Supplied text:
Segment Open
Tag Archives: Coronavirus

What The COVID-19 Pandemic Really Needs – A Communicator

17 May

     Yes, the world needs a vaccine.  But until scientists create one, we need communicators too.  

      In times of crisis, leadership of course matters.  But so do words.  In a fast moving multi-channel, multi-platform world where communication networks are no longer linear and centralized, finding authentic voices to coalesce around a unifying message has never been more difficult or important.   Our elected leaders command a bully pulpit that gives them not just great opportunities to lead with their words, but equally great responsibility.  It’s one thing to hold daily news conferences, it’s quite another to persuade, inspire, and drive attitudes.

       Ultimately, historians will judge whether our leaders such as President Donald Trump, Dr. Anthony Fauci and many of our state governors have risen to this high mantel.  But one leading epidemiologist believes that on a national level, no one has—yet.  Dr. Michael Osterholm of the Center for Infectious Disease Research and Policy at the University of Minnesota along with three other academic colleagues recently released a paper projecting three scenarios for the progression of the COVID-19 virus.  The scenario that they believe government and healthcare leaders need to prepare for is a second, more powerful wave of the virus to emerge in the fall.  And Osterholm believes there is a national vacuum of urgency.

       “Generally, I think our leaders at the state level are doing an incredible job, as have most of the governors across the country,” said Osterholm when I spoke with him.

       But on a national level, Osterholm is looking for a voice from the past to come forward to the future.  “What I’m looking for is an FDR for a fire side chat.  Or, a Winston Churchill. There are going to be some really tough days ahead, and we need to be brining people together instead of splitting them apart.”

 

       In one important aspect, part of Osterholm’s wish is granted, although not in America.  It’s a voice that represents the past and the present—Queen Elizabeth II.  In her April 5th speech to the United Kingdom, the queen represented the pinnacle of Aristotelian persuasion.  She embodied ethos, or credible and ethical appeal.  The queen in her own properly stoic English way projects pathos, or emotional appeal based upon her experience in the Royal Family during some of Britain’s darkest hours.  And finally, she exhibited logos, or logical appeal to reinforce her message of resilience.   She did it all in just four and a half minutes.

       The queen proves long held communication theory that the messenger enhances the message.  This is precisely what Aristotle meant by his term ethos.  Yale psychologist Carl Hovland called it a source effect.  Hovland and his academic colleagues led research in the 1950’s that would become known as the Yale Studies of persuasion.  They determined that the source effect—or messenger—be it a celebrity, expert, or person of authority was among the four essential effects for a cognitive learning process that led to changing attitudes.  In the queen’s case, one could argue she is a celebrity, expert, and authority figure wrapped in one.  And because she is a beloved figure with an 81% approval rating in the U.K., her message is looked upon with more reverence and credibility than perhaps a similar message from a polarizing figure such as President Trump who struggles to maintain at best a 50% approval rating.
Segment Closed
Supplied data:
Segment Open
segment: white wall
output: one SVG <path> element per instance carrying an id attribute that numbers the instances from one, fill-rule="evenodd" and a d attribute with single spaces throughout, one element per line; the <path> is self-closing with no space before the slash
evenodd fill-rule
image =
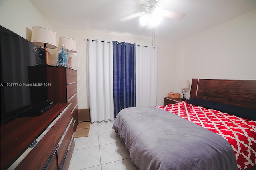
Segment Closed
Give the passage of the pandemic communication piece from "In times of" to "and drive attitudes.", changing "leadership" to "guidance".

Output for this task:
In times of crisis, guidance of course matters.  But so do words.  In a fast moving multi-channel, multi-platform world where communication networks are no longer linear and centralized, finding authentic voices to coalesce around a unifying message has never been more difficult or important.   Our elected leaders command a bully pulpit that gives them not just great opportunities to lead with their words, but equally great responsibility.  It’s one thing to hold daily news conferences, it’s quite another to persuade, inspire, and drive attitudes.